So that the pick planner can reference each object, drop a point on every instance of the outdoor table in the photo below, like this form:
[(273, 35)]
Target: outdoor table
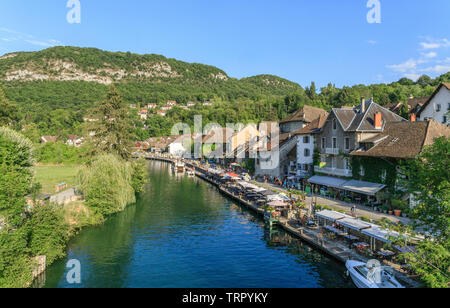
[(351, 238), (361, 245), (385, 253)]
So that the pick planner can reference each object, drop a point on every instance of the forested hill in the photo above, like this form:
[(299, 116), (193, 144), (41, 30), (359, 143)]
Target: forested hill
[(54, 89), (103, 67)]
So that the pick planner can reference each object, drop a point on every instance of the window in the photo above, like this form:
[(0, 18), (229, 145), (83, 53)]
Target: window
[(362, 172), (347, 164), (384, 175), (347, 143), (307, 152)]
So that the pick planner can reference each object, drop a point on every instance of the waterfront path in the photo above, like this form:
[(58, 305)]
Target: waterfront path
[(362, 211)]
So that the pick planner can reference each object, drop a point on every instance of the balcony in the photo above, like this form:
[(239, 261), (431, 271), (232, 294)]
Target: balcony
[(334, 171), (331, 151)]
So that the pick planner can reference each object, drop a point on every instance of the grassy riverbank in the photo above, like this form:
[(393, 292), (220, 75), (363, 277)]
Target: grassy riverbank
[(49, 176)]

====

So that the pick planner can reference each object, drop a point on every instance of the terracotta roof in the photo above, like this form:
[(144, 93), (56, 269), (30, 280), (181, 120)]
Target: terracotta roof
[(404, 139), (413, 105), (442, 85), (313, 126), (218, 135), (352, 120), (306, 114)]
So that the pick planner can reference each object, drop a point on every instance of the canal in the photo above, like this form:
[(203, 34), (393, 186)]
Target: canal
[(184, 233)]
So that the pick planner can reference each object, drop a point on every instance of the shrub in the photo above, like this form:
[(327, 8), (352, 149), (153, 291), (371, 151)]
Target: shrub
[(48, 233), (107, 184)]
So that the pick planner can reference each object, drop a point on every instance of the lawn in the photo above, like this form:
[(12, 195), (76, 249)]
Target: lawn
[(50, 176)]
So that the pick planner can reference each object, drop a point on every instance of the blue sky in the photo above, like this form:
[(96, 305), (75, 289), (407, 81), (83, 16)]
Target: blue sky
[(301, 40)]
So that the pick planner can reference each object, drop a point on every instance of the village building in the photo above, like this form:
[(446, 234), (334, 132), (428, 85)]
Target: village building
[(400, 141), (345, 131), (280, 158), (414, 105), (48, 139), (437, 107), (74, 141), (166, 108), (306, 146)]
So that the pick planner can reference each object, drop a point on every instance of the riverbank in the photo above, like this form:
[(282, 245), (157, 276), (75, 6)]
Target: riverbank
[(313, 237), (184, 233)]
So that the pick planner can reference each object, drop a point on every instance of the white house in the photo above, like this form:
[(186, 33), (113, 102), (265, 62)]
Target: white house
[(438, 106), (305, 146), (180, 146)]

====

* [SHORT PROBLEM]:
Rewrite the records starting with the line that contains "of the riverbank" and going on through the line that contains "[(438, 106), (305, 146), (180, 146)]", swapping "white house" for "stone cottage" and leaving everything else unchanged.

* [EXERCISE SOLUTION]:
So that the pick planner can reference each object, drop a point on every instance of the riverbank in the photo above, like this form:
[(282, 245), (157, 276), (75, 6)]
Target: riverbank
[(313, 237), (184, 233)]
So that the pick planner can reference each object, drop a point on every instance of the stone cottage in the photo above, like this form:
[(186, 33), (113, 102), (265, 62)]
Target: stone cottage
[(438, 106), (305, 146), (180, 146)]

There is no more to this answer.